___ PROVIDED PASSAGE
Handling Runtime Parameters as strings - Google Cloud DataFlow - Create a classic template Python SDK

826 views Asked by At

I am able to run a custom flow whenever I call the .py file, and using arguments provided by the argparse library. However, when I try to transform my arguments to runtime arguments, it doesn't work. Here is a sample of the code as a standalone pipe:

import argparse
import logging
import datetime,os
import apache_beam as beam
from apache_beam.options.pipeline_options import PipelineOptions
from google.cloud import bigquery
import re
import os



def get_data(dataset,dateBegin,dateEnd):
    """
    given 'DATASET','2020-10-01','2020-10-31'
    returns query for getting data

    """
    query= '''

    SELECT
    DISTINCT
    IFNULL(a,
        b) AS c FROM
    `myproject.'''+dataset+'''.commonTable_'''+dataset+'''`
    WHERE
    date BETWEEN "'''+dateBegin+'''" and "'''+dateEnd+'''"

    '''

    return query


def replacing(item,anondict=[]):
    return re.sub("(?i)"+"|".join(["("+anon+")" for anon in anondict]),"[REDACT]",item)


# Define pipeline runner
def run():

    # Command line arguments
    parser = argparse.ArgumentParser(description='Run the flow')
    parser.add_argument('--project', required=True, default='myproject')
    parser.add_argument('--bucket', required=True, default='abucket')
    parser.add_argument('--dataset', required=True)
    parser.add_argument('--dateBegin', required=True)
    parser.add_argument('--dateEnd', required=True)
    parser.add_argument('--anondict')

    opts = parser.parse_args()
______
___ DATA ROWS
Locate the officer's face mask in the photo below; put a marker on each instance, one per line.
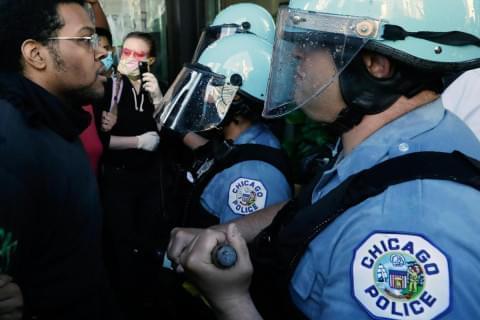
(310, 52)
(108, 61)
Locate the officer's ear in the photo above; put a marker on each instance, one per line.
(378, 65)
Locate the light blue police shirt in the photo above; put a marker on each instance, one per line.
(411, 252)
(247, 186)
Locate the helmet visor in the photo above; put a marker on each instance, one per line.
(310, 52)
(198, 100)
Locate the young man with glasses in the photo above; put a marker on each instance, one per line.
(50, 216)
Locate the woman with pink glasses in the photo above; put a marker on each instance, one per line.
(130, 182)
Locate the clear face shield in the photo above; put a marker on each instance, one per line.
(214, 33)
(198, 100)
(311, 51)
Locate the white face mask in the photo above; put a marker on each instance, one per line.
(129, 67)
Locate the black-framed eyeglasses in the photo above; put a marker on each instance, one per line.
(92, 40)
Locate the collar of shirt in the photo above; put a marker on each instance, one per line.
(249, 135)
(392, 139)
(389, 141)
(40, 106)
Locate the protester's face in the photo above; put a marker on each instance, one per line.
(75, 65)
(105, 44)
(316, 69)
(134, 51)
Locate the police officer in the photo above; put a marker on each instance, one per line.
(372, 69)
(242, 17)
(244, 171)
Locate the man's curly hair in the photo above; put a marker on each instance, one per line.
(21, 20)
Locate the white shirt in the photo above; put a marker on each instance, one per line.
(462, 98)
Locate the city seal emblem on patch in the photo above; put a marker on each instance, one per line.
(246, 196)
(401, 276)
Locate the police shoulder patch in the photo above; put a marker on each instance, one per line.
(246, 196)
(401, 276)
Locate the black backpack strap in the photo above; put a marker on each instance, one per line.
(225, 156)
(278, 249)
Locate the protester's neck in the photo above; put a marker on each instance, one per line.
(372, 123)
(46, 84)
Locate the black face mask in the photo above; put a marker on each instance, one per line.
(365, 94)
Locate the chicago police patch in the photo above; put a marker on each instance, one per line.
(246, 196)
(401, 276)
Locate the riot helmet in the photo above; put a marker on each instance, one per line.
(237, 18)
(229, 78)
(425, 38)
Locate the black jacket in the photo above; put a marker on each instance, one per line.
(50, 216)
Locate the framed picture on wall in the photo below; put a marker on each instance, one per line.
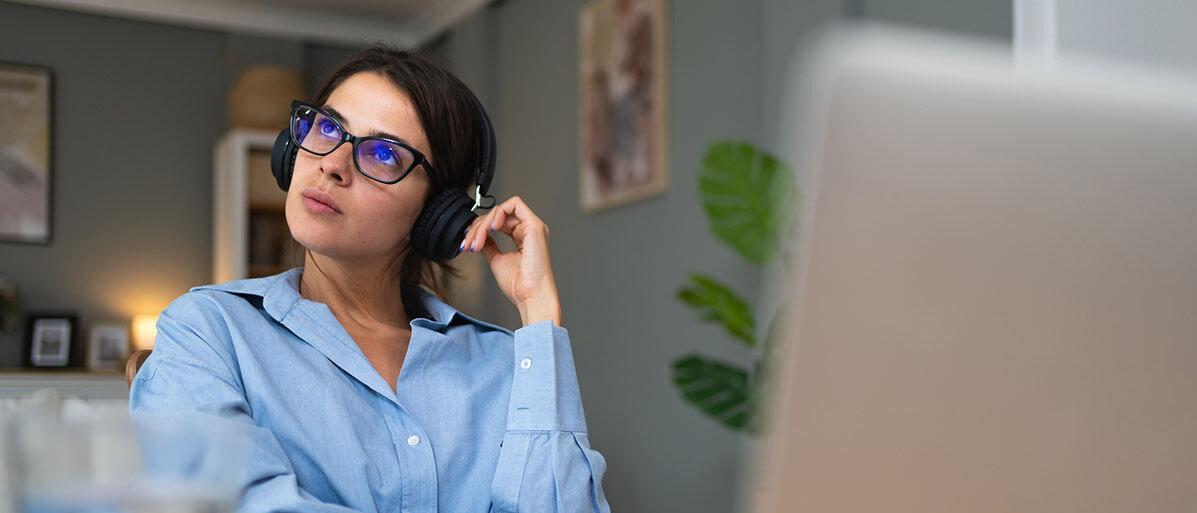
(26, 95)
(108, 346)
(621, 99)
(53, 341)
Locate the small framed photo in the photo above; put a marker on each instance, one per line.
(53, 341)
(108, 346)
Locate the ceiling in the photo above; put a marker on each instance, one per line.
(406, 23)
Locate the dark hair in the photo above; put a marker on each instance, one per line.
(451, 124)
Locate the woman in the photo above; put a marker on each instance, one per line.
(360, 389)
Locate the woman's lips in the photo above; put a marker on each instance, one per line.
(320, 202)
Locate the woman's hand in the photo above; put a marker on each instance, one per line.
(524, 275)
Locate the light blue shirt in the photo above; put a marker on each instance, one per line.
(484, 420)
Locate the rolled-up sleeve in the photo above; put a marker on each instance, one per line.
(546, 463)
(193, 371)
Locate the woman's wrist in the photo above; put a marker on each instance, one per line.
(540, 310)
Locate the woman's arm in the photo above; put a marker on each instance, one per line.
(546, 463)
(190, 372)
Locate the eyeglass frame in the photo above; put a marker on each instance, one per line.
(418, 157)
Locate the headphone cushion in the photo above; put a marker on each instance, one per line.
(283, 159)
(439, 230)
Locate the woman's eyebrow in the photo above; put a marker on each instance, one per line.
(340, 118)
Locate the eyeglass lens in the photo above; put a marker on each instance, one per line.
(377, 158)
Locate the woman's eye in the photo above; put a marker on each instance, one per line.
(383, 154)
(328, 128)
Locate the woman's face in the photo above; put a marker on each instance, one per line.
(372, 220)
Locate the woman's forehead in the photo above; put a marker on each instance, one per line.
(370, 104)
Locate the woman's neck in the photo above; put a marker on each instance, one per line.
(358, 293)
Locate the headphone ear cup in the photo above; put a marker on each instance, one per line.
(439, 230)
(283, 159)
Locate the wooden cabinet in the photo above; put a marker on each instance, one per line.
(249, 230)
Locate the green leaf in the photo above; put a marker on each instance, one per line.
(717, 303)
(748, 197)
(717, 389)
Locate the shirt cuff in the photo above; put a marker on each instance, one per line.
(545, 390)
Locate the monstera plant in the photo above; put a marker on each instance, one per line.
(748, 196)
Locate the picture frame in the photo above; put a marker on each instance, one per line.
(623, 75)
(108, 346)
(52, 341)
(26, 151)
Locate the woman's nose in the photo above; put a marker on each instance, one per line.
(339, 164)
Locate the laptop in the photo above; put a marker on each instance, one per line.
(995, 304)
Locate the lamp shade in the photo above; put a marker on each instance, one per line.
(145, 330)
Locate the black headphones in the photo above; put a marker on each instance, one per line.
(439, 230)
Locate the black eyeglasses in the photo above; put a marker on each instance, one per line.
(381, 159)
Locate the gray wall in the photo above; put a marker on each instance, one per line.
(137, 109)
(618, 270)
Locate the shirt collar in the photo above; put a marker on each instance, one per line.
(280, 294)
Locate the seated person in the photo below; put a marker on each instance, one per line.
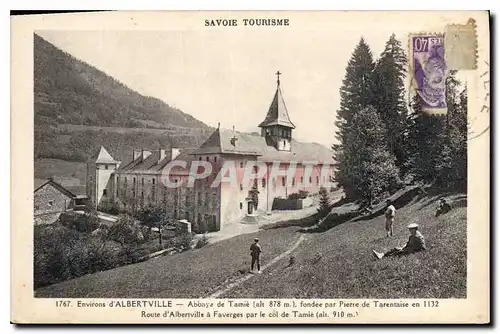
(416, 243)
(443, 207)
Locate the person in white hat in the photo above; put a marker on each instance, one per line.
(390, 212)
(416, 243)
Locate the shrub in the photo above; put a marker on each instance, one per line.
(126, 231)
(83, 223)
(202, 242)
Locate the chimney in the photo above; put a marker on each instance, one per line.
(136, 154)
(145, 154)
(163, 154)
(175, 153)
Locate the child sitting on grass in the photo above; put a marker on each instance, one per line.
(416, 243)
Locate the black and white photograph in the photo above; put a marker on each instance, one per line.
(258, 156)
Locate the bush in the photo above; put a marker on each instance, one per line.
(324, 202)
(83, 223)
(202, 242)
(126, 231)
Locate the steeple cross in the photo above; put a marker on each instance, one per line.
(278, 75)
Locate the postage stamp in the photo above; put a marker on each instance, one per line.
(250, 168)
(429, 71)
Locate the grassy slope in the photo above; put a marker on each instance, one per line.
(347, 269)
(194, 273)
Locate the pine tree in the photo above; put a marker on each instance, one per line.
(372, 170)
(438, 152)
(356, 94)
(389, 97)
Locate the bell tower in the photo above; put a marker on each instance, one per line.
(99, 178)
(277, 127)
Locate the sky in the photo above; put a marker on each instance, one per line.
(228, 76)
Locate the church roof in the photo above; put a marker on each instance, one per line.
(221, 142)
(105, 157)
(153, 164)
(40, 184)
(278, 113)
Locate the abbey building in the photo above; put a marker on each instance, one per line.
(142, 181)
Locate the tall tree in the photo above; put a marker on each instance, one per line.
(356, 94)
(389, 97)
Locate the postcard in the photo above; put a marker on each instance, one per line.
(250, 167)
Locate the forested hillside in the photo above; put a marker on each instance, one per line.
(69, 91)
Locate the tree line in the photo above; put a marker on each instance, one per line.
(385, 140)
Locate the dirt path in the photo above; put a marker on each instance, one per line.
______
■ CHALLENGES ■
(a) Find each line in the entries above that contains the word "protester", and copy every such line in full.
(b) Pick up the Dataflow runtime parameters question above right after its final line of code and write what comes next.

■ WRITTEN RESPONSES ■
(a)
Locate the protester's face in the photo above; put a marker on each instance, one per line.
Locate the protester's neck in the photo above; put a marker on each instance, one per line.

(b)
    if opts.anondict==None:
        anondict=[]
    else:
        anondict= opts.anondict.split(',')

    project=opts.project
    bucket=opts.bucket
    dataset=opts.dataset
    dateBegin=opts.dateBegin
    dateEnd=opts.dateEnd

    
    query=get_data(dataset,dateBegin,dateEnd)

    argv = [
        '--project={0}'.format(project),
        '--job_name=flow',
        '--save_main_session',
        '--staging_location=gs://{0}/staging/'.format(bucket),
        '--temp_location=gs://{0}/staging/'.format(bucket),
        '--runner=DataFlowRunner',
        '--requirements_file=./requirements.txt',
        '--region=us-central1',
        '--max_num_workers=10'
    ]

    p = beam.Pipeline(argv=argv)

    # Read the table rows into a PCollection (a Python Dictionary)
    
    bq = p | 'GetData' >> beam.io.Read(beam.io.ReadFromBigQuery(project=project,query=query,use_standard_sql=True))

 
    anon = bq | 'Anonymize' >> beam.Map(lambda row: {
        'c':row['c'], 
        'd':re.sub(r'[0-9]+','#',replacing(str(row['c']),anondict))})

    table_schema = {
        'fields': [
            {'name': 'c', 'type': 'STRING', 'mode': 'NULLABLE'},
            {'name': 'd', 'type': 'STRING', 'mode': 'NULLABLE'}

        ]
    }

    anon | 'WriteToBQ' >> beam.io.WriteToBigQuery(
        dataset+'.result',
        schema= table_schema,
        create_disposition=beam.io.BigQueryDisposition.CREATE_IF_NEEDED,
        write_disposition=beam.io.BigQueryDisposition.WRITE_TRUNCATE
    )
    
    p.run()

if __name__ == '__main__':
    run()

The question is, how do I turn this pipeline into a templatable one, specially when I'll need to use runtime parameters to define my query and the list of words I wanna redact? When transforming argparse into pipeline options, and transforming them into add_value_provider_argument, it says I cant't concatenate strings and runtime values, which makes sense, but I still need a workaround.

What I have tried already:

import argparse
import logging
import datetime,os
import apache_beam as beam
from apache_beam.options.pipeline_options import PipelineOptions
from google.cloud import bigquery
import re
import os



class UserOptions(PipelineOptions):
    @classmethod
    def _add_argparse_args(cls, parser):
        parser.add_argument('--project',default='myproject')
        parser.add_argument('--staging_location', default='gs://bucket/staging/')
        parser.add_argument('--temp_location', default='gs://bucket/temp/')
        parser.add_argument('--runner', required=True, default='DataFlowRunner')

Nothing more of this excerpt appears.